YOUR TASK:
Format the stretch from the row containing "One marker for each instance of the temple" through the end of the rows as a two-column CSV with the columns instruction and points. Give one CSV line for each instruction with its answer, putting each in a single quoted field and replacing line breaks with spaces.

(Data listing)
____

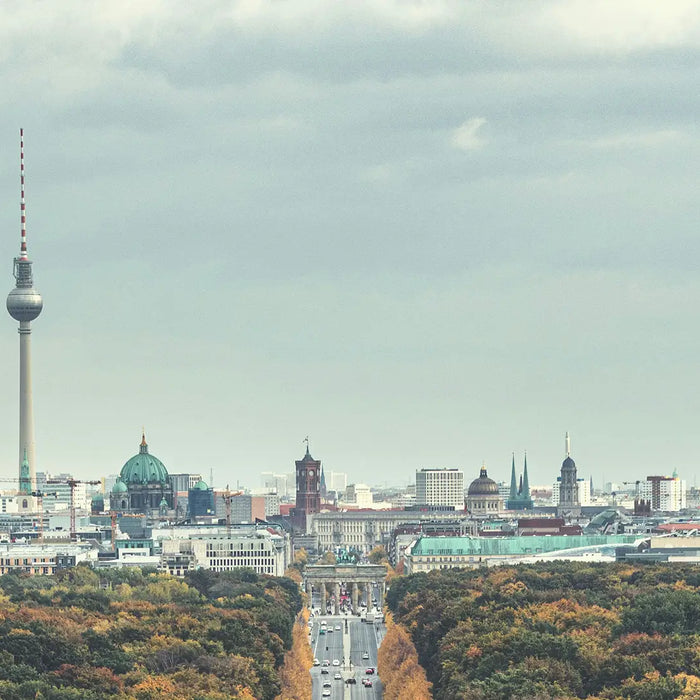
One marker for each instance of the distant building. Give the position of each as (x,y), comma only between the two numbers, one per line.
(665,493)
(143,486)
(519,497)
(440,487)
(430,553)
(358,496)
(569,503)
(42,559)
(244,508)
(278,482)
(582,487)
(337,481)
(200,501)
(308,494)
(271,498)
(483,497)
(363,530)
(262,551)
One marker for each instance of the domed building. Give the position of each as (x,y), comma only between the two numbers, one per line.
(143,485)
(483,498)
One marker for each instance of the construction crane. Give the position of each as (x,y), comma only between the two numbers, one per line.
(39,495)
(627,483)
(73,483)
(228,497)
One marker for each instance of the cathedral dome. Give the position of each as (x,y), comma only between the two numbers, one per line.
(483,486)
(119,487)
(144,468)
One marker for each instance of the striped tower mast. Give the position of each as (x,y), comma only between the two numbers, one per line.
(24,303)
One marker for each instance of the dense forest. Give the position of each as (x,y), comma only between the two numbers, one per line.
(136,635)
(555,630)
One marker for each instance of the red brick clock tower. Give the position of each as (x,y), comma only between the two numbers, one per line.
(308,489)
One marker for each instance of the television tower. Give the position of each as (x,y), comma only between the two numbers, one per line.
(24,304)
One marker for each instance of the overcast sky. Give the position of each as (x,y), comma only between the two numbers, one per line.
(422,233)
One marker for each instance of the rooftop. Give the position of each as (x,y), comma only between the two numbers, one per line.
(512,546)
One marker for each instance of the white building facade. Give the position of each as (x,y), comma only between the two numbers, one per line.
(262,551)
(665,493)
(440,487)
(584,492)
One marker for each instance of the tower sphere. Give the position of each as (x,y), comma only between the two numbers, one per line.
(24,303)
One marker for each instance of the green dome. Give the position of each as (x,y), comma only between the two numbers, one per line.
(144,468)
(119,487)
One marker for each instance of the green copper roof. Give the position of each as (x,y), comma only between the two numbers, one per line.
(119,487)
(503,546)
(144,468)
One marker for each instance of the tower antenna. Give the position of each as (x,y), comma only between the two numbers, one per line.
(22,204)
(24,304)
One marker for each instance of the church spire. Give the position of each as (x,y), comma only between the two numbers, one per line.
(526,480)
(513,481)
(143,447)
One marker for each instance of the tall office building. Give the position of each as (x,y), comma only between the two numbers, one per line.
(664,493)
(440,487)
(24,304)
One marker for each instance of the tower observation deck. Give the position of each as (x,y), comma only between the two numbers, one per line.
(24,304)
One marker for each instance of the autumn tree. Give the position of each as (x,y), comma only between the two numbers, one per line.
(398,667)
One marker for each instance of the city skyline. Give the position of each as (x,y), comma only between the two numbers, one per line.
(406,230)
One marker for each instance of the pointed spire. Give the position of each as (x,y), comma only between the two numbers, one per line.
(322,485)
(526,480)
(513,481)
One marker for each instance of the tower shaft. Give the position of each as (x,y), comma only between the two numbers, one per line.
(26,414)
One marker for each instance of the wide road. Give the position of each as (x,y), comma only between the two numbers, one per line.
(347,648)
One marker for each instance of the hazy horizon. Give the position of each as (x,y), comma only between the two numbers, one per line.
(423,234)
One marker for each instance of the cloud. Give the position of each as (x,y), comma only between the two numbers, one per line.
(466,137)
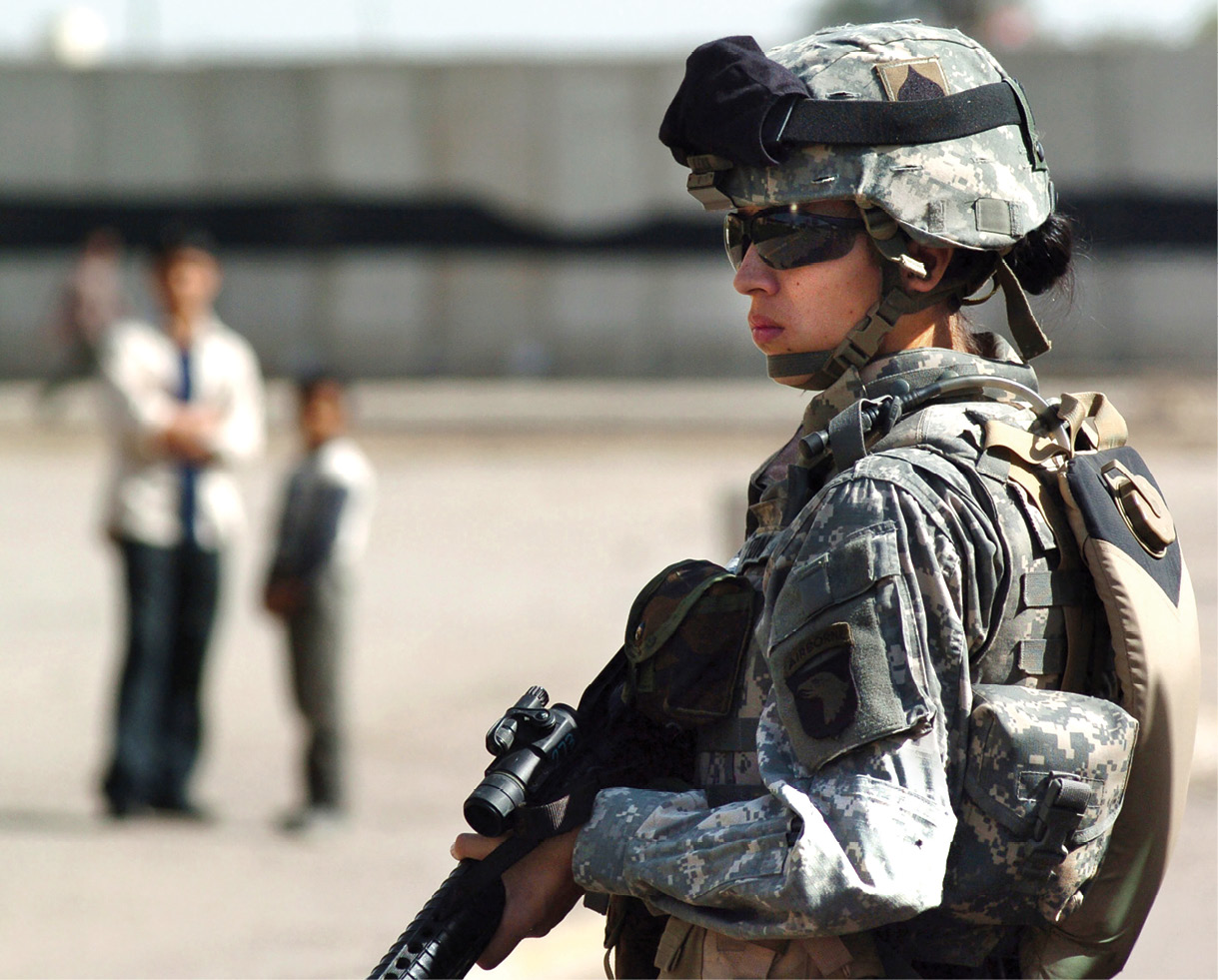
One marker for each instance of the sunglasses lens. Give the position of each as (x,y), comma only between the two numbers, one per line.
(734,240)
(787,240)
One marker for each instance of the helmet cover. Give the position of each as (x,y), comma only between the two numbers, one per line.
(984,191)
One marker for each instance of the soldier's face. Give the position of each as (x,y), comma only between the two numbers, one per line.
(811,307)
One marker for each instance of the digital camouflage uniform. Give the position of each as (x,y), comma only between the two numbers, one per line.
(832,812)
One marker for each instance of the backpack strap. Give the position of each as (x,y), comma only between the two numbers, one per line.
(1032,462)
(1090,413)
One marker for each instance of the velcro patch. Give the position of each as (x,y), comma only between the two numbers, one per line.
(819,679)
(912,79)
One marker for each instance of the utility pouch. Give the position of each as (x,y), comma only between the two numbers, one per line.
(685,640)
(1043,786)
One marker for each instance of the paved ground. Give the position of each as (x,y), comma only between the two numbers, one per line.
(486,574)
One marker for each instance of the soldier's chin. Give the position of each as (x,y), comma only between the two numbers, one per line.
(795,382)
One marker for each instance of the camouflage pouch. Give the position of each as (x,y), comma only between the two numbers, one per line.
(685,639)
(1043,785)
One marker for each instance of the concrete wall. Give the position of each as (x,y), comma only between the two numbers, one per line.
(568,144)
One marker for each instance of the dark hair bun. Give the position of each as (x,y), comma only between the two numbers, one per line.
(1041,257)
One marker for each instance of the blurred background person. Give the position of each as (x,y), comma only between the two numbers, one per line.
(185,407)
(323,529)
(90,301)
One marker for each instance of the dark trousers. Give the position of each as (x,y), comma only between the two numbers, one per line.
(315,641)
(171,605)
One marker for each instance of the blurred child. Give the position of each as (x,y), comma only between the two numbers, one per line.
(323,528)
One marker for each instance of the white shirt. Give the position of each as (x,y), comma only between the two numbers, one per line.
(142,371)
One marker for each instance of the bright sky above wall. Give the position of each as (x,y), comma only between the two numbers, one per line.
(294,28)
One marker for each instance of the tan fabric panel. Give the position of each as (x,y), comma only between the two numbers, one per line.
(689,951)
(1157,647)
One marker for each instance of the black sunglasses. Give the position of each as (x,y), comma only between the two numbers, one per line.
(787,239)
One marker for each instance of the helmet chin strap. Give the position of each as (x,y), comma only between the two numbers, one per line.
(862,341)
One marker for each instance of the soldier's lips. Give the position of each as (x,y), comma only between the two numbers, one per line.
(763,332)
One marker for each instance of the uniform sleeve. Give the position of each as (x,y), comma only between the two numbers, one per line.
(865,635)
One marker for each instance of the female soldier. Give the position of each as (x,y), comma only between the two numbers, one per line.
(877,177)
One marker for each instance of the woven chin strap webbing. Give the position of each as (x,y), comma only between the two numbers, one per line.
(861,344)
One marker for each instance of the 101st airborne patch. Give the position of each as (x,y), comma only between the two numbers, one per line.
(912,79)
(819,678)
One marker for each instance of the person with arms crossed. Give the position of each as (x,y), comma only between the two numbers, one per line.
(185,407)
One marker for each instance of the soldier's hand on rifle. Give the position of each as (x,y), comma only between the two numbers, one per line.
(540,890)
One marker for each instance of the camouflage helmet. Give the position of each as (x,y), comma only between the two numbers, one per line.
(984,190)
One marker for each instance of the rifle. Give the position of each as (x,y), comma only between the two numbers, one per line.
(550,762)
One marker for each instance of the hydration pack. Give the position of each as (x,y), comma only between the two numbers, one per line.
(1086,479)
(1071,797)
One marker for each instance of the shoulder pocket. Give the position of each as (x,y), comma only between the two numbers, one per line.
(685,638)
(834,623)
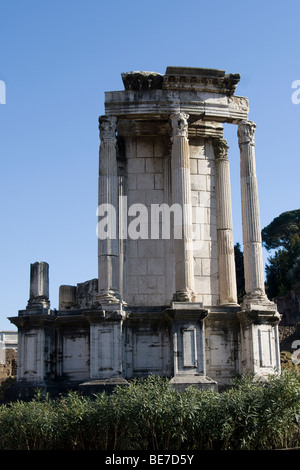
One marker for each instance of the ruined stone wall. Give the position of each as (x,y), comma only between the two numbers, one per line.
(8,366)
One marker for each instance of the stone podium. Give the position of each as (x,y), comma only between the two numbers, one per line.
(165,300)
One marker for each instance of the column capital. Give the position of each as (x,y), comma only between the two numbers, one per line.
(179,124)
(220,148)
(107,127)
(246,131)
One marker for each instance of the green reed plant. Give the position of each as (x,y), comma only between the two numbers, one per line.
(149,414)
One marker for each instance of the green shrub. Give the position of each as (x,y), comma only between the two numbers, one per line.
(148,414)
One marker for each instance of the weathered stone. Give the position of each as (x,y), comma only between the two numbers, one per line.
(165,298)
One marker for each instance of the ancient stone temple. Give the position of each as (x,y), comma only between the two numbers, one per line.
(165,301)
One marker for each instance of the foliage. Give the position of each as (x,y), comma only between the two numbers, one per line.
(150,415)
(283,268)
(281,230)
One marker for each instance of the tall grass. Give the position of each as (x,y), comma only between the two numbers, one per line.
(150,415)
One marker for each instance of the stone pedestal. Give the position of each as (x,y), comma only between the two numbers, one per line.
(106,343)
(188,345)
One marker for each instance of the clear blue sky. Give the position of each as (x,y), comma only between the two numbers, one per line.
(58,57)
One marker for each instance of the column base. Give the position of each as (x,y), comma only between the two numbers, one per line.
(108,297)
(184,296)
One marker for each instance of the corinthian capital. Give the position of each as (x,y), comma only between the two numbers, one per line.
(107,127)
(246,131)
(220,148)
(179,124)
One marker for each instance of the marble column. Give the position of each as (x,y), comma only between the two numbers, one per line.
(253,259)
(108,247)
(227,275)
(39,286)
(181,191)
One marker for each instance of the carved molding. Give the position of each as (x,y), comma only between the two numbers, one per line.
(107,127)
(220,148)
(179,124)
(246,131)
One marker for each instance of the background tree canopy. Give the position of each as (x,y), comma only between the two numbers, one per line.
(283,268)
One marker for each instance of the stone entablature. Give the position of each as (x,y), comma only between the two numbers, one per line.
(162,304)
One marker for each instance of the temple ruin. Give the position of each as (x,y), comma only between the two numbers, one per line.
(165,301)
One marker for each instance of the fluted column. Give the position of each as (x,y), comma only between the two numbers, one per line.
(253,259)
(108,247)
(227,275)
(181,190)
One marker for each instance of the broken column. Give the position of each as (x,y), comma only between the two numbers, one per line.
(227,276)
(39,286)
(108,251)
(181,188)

____

REPLY TO THE TASK:
instruction,points
"One marker for each instance of the temple ruin. Give the position of each as (x,y), comma only between the two numbers, one per line.","(165,301)"
"One marker for each instance of the fluted column. Give the position of each as (x,y), comma only between the two numbers, one per line.","(253,259) (108,247) (227,275) (181,190)"
"One marker for each instance of the broken column. Give the position of each as (x,y), comma only between the two numbers, one per line.","(227,276) (39,286) (108,251) (181,188)"